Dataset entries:
►

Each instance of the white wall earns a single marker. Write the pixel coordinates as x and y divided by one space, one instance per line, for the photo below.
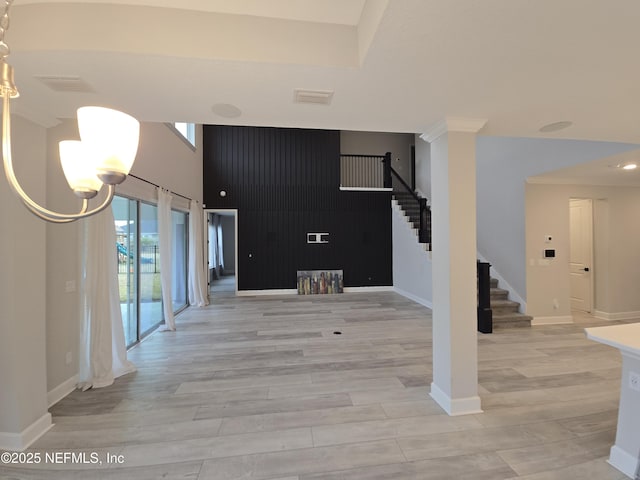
163 158
423 167
503 165
411 263
377 143
616 238
23 294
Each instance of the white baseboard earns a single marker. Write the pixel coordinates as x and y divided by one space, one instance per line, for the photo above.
62 390
386 288
455 406
415 298
616 315
623 461
17 442
559 320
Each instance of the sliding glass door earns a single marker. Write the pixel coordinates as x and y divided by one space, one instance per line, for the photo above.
125 213
139 265
149 278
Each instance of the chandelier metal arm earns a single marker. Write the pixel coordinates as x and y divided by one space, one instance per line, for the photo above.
35 208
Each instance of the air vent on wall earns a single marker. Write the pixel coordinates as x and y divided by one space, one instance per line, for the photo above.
315 97
65 83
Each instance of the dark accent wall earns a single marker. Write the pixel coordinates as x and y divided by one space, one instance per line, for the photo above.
285 183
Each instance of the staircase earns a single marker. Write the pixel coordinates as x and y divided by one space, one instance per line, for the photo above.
409 206
505 311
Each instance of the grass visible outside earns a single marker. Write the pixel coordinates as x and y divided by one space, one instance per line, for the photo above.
150 287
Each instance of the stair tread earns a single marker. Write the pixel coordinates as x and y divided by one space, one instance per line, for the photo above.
504 303
514 315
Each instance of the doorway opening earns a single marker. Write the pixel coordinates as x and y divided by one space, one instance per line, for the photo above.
222 247
581 260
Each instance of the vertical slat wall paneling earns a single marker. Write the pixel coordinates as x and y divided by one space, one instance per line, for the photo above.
285 183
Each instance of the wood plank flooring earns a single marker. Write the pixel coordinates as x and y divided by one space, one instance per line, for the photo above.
261 388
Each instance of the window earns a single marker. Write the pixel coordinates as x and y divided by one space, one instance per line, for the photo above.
187 130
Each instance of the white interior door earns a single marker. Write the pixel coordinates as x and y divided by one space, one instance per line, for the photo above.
581 254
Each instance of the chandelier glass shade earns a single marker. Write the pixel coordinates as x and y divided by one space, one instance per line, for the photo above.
103 156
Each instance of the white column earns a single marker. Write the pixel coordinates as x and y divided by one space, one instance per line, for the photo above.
453 205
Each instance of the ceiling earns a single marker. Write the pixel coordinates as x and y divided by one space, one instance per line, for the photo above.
392 65
606 171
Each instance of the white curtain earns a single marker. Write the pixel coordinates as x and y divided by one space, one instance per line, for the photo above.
220 246
213 244
198 294
103 352
166 264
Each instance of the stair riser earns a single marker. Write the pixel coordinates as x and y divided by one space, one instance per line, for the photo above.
504 310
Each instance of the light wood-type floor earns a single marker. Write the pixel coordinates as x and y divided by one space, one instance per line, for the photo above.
262 388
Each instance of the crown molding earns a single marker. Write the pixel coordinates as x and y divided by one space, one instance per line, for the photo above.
453 124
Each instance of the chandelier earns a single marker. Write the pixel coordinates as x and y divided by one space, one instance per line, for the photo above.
103 155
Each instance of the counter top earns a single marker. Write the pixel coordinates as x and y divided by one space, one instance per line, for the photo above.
624 337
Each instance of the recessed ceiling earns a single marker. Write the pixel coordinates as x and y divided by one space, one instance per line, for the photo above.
342 12
394 65
598 172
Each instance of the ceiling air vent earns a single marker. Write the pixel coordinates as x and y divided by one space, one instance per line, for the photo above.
65 83
315 97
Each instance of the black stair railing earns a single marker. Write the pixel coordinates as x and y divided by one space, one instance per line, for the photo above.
362 172
393 180
485 315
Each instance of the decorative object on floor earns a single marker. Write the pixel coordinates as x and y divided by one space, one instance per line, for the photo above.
103 156
319 282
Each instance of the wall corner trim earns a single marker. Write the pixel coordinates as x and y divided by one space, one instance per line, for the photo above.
17 442
422 301
616 315
453 124
455 406
558 320
623 461
61 391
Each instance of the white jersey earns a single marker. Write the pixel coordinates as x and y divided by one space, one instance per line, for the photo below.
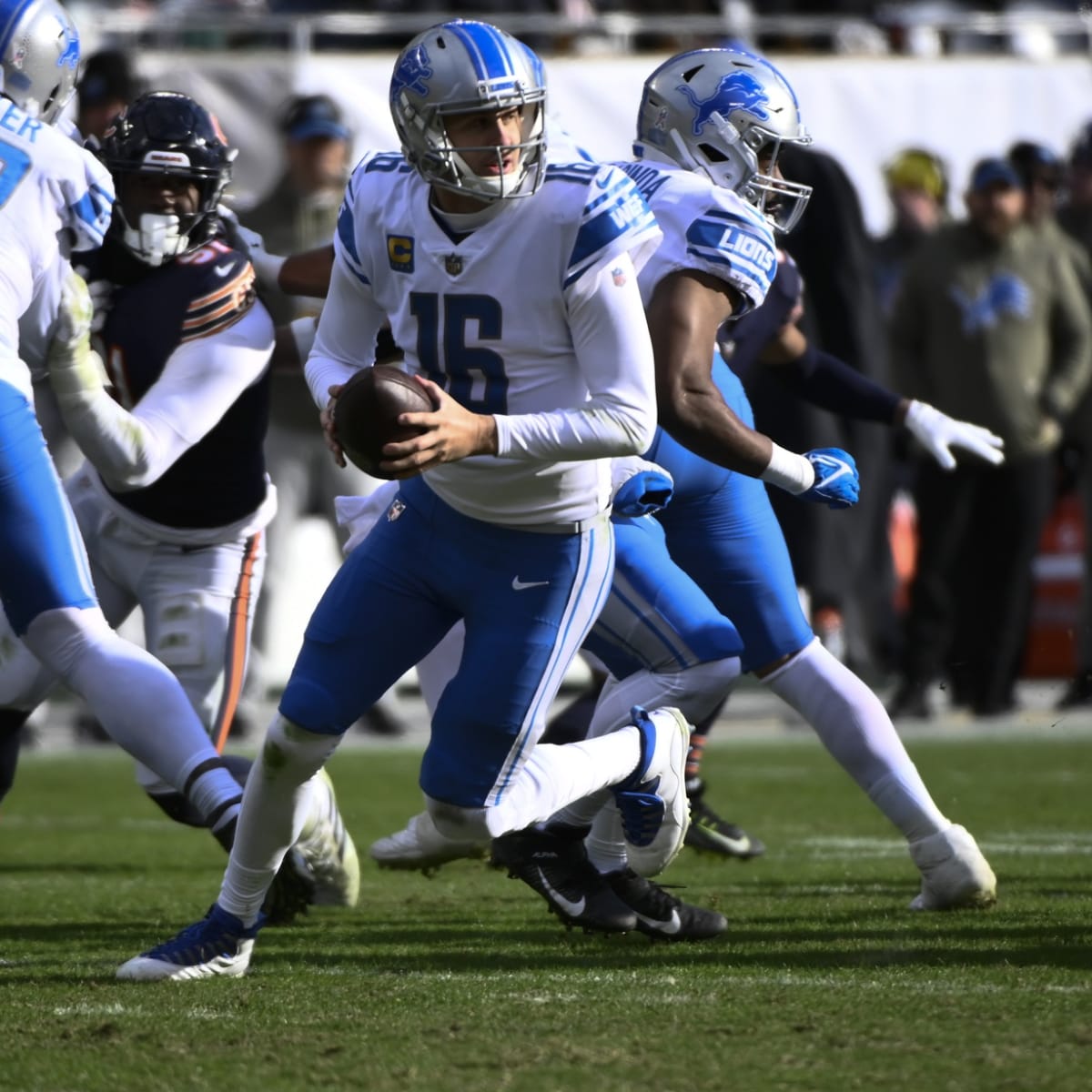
705 228
541 281
55 197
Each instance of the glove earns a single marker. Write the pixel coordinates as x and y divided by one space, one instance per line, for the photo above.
267 266
938 434
70 359
836 484
639 487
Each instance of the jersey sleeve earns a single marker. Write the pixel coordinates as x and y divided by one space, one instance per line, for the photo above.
616 219
86 195
223 290
734 244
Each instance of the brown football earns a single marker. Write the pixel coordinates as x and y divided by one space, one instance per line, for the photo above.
367 410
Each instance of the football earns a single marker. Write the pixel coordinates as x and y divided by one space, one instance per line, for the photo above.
367 412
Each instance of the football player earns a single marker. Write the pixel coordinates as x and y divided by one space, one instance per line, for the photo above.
710 126
174 496
54 197
512 289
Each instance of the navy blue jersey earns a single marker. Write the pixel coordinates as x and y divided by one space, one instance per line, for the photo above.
743 339
153 310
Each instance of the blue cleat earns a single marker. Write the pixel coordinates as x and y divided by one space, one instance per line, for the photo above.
218 944
652 802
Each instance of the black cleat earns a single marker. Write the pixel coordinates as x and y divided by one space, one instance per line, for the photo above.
663 915
555 864
710 834
290 893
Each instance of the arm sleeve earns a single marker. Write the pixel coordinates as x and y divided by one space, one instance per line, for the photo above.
1070 343
612 344
827 381
200 381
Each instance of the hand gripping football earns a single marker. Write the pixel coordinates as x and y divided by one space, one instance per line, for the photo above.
366 414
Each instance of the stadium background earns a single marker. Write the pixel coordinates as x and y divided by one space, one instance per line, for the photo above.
965 83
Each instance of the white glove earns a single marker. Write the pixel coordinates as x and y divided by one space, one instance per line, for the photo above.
75 369
938 434
267 266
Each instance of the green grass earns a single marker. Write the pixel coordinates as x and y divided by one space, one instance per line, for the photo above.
463 982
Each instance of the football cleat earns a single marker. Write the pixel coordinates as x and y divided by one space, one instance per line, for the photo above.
290 893
663 915
955 874
327 851
218 945
710 834
420 846
554 863
652 802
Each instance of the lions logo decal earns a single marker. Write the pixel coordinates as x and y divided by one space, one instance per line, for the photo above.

◄

- [YOUR OBJECTIVE]:
A word-for-word repetition of the data above, without pictures, is the expected answer.

- [ANSWER SPACE]:
Each instance of the white wall earns a single marker. Write the pixel coordinates as x and y divided by one space, one instance per line, for the photo below.
163 158
423 167
503 165
411 263
377 143
616 238
23 294
Each instance of the white baseboard earns a single marker. Write the pixel coordinates as x and y divided by one space, one instance per line, for the photo above.
62 390
386 288
455 406
415 298
616 315
623 461
17 442
559 320
Each instance of the sliding glass door earns a single marker. Write the pixel coordinates as x and y divided by one space, one instance per line, for the photo above.
125 213
139 265
149 278
Each instance of the chandelier metal arm earns a single marker. Write the pixel coordinates as x and y divided by one space, one instance per line, for the photo above.
35 208
Each instance of the air vent on wall earns a single marker. Write the pixel coordinates as x and y divided by one space, one instance per line, for the photo above.
315 97
65 83
Each instance of the dark accent wall earns a single marker. Write the pixel coordinates as x and y divided by one space, one instance per line, for the photo above.
285 183
Each instance of the staircase earns a single marker. Write the pixel coordinates as x and y divided by one space, one instance per line, for the photo above.
409 206
505 311
Each instance of the grass visible outside earns a single marker. Write the pixel coordinates as x and y divided by one space, one instance per line, for the photo above.
150 287
Each instance of the stair tread earns a single marker. Write the pixel coordinates as x and y divided by one space, one instance per line, for the photo above.
504 303
514 315
Each instance of the doorway opening earns a single marker. Write the pixel coordinates as x and y divided by one space, one instance per line, for the photo above.
222 247
581 260
Each instance of the vertical slat wall paneling earns a single marker. Write the pixel coordinates as x and y divided by one space, one instance per line, for the photo above.
285 183
Each instance of the wood plank flooring earns a single marker. Write the pixel coordinates as x and y divided by one space, one instance per line, for the photo above.
261 388
Each instance of the window earns a single marker. Write the pixel coordinates as x and y divided by one space, one instance per line, for the photo above.
187 130
Each instance of the white interior door earns a single marker. Write the pixel coordinates as x and y divided by one space, one instance per line, for the photo above.
581 254
Each instance of the chandelier glass shade earns a single marker. Write the pixel coordinates as x and y divided by one space, one instance per line, for the photo above.
103 156
Each instance of the white column earns a single marker. Write the pixel coordinates as x and y divided by one space, one instance per line, for the photo above.
453 205
Each instance of the ceiling earns a single marker. Write the pixel coordinates as x and y divided by one space, one instance per line, for the photo above.
392 65
606 171
Each instance of the white curtain earns a single marker. Write the pixel coordinates as x and y divided by one space, one instance per line, for the photo above.
220 246
213 244
198 294
103 352
166 264
Each instance of the stair riser earns a single marker. Write the pixel coordinates as x and y divided by one space, one instance per line, for the photo above.
504 310
Each instance of the light wood-type floor earns a single marker. Write the pixel coordinates as x and y divided by one space, one instance per line, for the photo above.
262 388
Each instance of the crown molding earns a single marker. Write the pixel coordinates as x and y divided by one space, one instance per line, for the photo above.
453 124
Each instance of the chandelier earns a single marker. Write the pixel coordinates as x and y divided by one space, one instance per line, for the photo above.
103 155
Each instance of the counter top earns a single marker. Write the pixel coordinates as x and y divided by one space, one instance per line, for the photo above.
624 337
Each instance of the recessed ceiling earns a single marker. Write the pixel coordinates as x and y divided by one space, one instance per line, for the photo above.
342 12
394 65
598 172
Each instance of the ceiling air vent earns a single marker. Write the pixel coordinates as x and y divided by one space, one instance per line, for the photo above.
65 83
315 97
Each instance of the black stair railing earns a single marker. Write the pixel coordinates as x and y divided by one space, one instance per line, for the photo above.
362 172
393 180
485 315
Each instance of the decorative object on floor earns a single marker. Write the pixel coordinates as x and y divided by one space, one instance per line, for the photo above.
103 156
319 282
Each instance of the wall corner trim earns a single marker. Write the pixel coordinates as x and y divided by one space, one instance per line, for the photo above.
17 442
422 301
616 315
453 124
455 406
558 320
623 461
61 391
Each instance of the white jersey earns a single marker. Write the pixel coordinates as x and y divided by one space, one instance per line, for the photo below.
705 228
541 281
55 197
Each instance of the glove earns a single marker. Write the pixel coordinates as x and y divided by one space, one instance per line, for the photo above.
267 266
938 434
70 359
836 484
639 487
Each instance of the jersey sleeve earns a single marker. Write the pixel coordinates as x and y divided by one space, one instance per line, for the photo above.
616 219
86 195
223 290
734 244
Each instance of the brown football earns a single marker. Write the pixel coordinates as x and y divided by one space, one instance per line, for the photo above.
367 410
Each instance of the football earns a single marker. Write the pixel coordinates as x and y divided by one space, one instance per line, for the photo above.
367 412
Each instance of the football player earns a single marker. Write the pixel coordinates as x and y divided by one space, one instance per line, for the photo above.
710 126
174 496
54 197
512 289
Each instance of the navy blue jersey earns a single marker. Write the pixel coordinates as x and y divided by one space, one instance per line, for the photo above.
743 339
153 310
Each instance of the blue cleat earns a single marker. Write the pixel coordinates as x and y divided by one space, one instance per line, for the photo above.
218 944
652 802
Each instance of the black cleat earns a single marker. Write the pixel coordinates as x and y divided by one space, one instance per line, for the photo above.
663 915
555 864
710 834
290 893
Each instance of the arm sleeve earns a single marker. Write the pixel coordinates as x and y divided by one space, one instance per line, for the photo above.
1070 343
612 344
827 381
200 381
Each instance of the hand gripping football earns a single marker. Write the pixel coordinates as x and y divided by one space, one instance per line, for the photo above.
366 414
Each instance of the stadium background earns a single marker. Write the pixel coordinates as x and y divided by one space, one instance per line, for the photo above.
965 83
Each instance of the white glove earns a single marker. Write the pixel coordinates as x and y divided by one space, one instance per line, for the photo above.
75 369
938 434
267 266
Each instance of the green grass earns a single marker. Write the pixel coordinates as x and y divided by one space, one instance per line, for the photo above.
463 982
Each instance of the football cleat earns a single marker. Write the pixel coordinates as x and y divided by one space, one instance per line, for the photo above.
290 893
663 915
955 874
327 851
218 945
710 834
420 846
554 863
652 802
Each instance of the lions logo decal earns a single marker. Write the pixel coordinates as x and y divided by one space, one instance per line, for the photo above.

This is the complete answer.